- _Task statement_
Count the lines in the listing that contain the string "clear", treating uppercase and lowercase as different, and give only the number.

☆ ☆ ☆ ☆ ☆

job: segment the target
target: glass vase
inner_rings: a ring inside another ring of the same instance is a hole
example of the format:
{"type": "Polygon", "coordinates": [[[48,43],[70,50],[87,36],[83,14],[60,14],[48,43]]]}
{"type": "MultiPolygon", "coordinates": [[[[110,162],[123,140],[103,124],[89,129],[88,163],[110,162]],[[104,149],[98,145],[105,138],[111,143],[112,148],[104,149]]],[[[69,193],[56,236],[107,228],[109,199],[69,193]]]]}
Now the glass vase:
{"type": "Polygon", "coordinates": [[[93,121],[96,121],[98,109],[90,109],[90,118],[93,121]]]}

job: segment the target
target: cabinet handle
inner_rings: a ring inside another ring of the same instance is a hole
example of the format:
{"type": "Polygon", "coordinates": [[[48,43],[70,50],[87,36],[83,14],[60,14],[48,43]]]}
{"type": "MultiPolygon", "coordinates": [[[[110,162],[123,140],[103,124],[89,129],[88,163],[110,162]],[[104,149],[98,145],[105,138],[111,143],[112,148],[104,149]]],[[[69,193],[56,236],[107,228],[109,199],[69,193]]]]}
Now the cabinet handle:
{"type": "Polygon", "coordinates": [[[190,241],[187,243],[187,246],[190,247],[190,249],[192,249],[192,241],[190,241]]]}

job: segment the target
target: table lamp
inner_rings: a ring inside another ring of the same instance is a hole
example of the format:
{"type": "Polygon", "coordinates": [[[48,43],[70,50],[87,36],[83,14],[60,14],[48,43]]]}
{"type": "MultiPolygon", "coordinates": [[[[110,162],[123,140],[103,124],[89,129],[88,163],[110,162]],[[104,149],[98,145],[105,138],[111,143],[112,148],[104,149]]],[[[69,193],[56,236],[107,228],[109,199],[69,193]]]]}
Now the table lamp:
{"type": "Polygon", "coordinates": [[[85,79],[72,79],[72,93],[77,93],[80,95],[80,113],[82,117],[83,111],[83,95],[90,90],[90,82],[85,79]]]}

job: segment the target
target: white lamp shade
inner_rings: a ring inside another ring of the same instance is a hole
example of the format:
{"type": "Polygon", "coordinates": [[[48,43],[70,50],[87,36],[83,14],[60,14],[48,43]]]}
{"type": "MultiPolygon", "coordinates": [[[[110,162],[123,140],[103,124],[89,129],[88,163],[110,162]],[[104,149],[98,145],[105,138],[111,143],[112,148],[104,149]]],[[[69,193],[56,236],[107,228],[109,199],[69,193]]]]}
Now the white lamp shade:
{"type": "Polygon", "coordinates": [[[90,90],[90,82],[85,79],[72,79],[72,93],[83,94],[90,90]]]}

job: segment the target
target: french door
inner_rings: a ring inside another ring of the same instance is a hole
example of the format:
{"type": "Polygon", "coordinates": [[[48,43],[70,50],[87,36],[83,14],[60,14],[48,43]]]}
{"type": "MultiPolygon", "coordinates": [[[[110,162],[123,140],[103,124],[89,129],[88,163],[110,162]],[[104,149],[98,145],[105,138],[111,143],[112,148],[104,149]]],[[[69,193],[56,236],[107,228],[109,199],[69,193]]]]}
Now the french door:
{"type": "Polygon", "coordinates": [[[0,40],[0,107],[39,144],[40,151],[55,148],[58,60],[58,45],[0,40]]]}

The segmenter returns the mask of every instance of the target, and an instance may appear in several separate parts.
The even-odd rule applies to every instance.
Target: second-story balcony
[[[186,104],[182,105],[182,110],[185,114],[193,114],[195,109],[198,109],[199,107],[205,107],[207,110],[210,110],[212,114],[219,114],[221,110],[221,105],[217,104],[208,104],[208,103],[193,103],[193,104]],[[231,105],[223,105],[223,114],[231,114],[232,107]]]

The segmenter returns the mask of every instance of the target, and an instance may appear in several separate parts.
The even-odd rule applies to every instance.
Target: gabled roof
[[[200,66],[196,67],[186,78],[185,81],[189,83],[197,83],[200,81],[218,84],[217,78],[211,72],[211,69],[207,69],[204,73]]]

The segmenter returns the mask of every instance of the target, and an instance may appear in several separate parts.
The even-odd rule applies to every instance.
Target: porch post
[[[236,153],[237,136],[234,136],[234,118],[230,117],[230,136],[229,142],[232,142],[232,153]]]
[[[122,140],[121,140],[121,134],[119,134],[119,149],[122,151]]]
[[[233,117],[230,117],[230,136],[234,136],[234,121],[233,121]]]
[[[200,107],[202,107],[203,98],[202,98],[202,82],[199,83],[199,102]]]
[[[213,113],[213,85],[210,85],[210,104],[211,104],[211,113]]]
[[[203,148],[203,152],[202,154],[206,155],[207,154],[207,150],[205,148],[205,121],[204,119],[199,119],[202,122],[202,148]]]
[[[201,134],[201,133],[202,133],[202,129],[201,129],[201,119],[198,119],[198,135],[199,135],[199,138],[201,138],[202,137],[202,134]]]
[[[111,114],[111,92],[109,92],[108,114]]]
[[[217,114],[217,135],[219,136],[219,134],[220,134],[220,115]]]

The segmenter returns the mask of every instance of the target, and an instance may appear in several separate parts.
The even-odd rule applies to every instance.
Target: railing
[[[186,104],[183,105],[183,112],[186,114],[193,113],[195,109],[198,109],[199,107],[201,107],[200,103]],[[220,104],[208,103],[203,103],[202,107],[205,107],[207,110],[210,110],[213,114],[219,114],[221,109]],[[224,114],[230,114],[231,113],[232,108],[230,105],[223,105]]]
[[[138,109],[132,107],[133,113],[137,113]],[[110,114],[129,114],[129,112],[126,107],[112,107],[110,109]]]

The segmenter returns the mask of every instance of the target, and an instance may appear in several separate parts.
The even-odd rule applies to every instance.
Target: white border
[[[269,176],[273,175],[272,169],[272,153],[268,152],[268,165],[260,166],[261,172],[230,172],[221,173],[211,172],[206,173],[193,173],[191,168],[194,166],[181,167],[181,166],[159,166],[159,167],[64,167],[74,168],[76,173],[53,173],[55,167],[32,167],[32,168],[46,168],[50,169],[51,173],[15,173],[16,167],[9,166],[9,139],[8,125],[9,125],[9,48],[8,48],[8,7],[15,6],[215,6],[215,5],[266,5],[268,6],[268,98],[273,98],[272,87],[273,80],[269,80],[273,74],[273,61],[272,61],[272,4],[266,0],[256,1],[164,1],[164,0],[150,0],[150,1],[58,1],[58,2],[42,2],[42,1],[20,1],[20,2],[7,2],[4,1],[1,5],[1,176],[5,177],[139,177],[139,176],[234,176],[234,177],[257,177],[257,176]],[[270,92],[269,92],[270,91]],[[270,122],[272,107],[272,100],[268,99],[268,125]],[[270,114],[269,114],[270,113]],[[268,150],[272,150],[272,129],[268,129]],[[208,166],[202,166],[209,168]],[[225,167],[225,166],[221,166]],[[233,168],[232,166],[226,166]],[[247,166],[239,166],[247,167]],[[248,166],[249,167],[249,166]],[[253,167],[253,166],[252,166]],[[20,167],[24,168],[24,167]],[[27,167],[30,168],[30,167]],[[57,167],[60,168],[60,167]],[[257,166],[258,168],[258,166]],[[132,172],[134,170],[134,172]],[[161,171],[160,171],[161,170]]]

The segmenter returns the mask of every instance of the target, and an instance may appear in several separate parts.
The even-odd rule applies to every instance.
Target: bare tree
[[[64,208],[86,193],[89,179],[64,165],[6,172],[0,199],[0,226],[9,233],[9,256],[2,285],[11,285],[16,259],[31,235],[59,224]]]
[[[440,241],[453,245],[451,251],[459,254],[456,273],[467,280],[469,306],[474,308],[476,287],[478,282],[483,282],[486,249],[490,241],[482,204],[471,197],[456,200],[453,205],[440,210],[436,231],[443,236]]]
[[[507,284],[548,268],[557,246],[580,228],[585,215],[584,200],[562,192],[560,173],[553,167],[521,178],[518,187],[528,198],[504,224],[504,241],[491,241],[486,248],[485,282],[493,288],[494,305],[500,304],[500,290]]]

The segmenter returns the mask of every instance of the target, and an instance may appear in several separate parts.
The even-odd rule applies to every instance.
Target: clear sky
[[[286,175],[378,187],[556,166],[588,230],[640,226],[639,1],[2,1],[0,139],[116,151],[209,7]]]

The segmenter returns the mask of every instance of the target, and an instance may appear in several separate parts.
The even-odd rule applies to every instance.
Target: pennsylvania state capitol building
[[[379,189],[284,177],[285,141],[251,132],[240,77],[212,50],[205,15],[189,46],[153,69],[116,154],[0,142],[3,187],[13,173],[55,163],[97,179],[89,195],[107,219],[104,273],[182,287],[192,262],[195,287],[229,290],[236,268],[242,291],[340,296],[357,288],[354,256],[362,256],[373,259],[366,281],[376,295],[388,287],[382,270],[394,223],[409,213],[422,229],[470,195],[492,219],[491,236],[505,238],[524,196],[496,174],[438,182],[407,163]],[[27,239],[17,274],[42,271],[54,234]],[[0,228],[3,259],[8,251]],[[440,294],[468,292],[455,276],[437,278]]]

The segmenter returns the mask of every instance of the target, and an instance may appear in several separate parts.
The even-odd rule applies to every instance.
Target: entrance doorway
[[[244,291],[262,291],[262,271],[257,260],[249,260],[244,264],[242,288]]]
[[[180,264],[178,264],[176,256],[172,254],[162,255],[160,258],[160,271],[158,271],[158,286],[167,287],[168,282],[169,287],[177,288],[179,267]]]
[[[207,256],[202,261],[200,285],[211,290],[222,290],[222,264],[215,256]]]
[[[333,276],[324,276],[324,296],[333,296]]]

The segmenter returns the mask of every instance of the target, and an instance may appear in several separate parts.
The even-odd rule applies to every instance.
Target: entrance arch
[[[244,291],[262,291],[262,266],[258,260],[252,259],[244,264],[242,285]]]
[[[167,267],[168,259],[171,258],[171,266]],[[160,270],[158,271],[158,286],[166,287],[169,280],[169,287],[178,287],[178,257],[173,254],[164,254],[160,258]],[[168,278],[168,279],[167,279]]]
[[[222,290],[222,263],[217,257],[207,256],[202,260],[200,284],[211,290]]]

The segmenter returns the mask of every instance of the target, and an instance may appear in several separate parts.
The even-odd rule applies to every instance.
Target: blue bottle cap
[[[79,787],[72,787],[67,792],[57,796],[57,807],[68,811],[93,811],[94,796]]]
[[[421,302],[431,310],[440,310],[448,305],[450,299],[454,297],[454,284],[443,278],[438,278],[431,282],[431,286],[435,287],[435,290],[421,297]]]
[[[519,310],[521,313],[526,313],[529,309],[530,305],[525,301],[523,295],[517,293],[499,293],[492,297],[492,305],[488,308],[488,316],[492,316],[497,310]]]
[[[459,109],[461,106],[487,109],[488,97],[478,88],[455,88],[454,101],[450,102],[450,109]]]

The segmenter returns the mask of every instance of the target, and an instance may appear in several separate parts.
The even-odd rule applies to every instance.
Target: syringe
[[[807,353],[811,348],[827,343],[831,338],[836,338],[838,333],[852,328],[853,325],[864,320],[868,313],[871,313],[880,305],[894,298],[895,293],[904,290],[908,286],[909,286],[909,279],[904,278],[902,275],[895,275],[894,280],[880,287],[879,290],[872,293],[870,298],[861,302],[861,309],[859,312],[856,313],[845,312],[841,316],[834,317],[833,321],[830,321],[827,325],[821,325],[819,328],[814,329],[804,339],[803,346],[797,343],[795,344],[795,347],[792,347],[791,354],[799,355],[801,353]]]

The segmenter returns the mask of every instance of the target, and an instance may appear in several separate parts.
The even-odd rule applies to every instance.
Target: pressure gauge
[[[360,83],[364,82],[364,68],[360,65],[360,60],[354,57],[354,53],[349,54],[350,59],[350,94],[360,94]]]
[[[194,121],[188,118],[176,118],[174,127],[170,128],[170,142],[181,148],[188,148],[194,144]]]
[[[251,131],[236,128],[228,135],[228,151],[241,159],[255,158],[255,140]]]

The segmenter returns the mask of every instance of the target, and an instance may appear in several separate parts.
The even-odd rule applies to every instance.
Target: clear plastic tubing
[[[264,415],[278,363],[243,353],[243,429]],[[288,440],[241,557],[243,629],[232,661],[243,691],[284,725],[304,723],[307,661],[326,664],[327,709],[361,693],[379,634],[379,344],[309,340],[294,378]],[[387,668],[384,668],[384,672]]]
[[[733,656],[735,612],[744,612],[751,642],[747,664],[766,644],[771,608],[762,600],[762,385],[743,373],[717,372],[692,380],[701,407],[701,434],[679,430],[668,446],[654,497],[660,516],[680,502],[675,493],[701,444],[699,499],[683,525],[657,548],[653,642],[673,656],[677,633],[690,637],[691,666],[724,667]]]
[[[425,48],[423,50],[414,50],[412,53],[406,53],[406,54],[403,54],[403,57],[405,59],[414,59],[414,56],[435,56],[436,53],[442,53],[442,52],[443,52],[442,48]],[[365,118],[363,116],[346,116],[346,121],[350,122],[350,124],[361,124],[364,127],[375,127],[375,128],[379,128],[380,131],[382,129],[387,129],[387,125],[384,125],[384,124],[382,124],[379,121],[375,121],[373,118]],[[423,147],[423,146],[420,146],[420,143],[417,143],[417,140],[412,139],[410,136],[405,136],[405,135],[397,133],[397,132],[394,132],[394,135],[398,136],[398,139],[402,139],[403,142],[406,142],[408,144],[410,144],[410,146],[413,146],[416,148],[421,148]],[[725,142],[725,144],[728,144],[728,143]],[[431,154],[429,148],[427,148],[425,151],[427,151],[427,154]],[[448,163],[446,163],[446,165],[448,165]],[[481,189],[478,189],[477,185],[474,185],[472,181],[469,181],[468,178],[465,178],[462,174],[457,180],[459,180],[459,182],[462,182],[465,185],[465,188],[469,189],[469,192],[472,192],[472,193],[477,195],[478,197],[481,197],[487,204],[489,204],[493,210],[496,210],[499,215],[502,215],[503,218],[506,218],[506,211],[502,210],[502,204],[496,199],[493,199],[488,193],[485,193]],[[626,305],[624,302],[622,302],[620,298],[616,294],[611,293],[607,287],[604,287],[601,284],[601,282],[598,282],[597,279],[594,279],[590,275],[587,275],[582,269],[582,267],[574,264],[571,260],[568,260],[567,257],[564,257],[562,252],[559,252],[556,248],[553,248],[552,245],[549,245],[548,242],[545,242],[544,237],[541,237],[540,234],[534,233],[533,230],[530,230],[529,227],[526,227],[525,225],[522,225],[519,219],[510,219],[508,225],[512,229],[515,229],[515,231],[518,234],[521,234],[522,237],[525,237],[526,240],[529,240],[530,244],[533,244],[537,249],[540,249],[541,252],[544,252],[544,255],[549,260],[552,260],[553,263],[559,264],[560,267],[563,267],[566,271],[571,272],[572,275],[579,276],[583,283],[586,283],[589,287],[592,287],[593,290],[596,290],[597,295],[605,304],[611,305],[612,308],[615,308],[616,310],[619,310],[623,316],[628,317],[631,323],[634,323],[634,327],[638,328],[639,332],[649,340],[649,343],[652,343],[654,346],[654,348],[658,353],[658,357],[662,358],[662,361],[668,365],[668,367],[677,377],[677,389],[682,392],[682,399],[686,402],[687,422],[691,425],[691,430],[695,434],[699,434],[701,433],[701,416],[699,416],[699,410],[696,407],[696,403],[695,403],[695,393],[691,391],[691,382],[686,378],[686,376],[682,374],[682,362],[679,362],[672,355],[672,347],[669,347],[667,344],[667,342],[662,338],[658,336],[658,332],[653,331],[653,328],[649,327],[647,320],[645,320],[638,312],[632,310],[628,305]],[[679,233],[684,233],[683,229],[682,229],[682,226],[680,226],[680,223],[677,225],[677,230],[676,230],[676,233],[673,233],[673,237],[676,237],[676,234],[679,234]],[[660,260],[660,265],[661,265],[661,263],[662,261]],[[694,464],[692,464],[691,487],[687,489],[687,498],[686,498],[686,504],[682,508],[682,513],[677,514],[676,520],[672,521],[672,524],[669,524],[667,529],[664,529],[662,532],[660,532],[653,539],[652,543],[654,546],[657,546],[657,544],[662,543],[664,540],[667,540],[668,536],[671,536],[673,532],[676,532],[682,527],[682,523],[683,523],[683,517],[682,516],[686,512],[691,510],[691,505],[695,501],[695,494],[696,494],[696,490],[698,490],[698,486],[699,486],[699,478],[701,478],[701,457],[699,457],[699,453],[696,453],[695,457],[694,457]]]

☆ ☆ ☆ ☆ ☆

- _Task answer_
2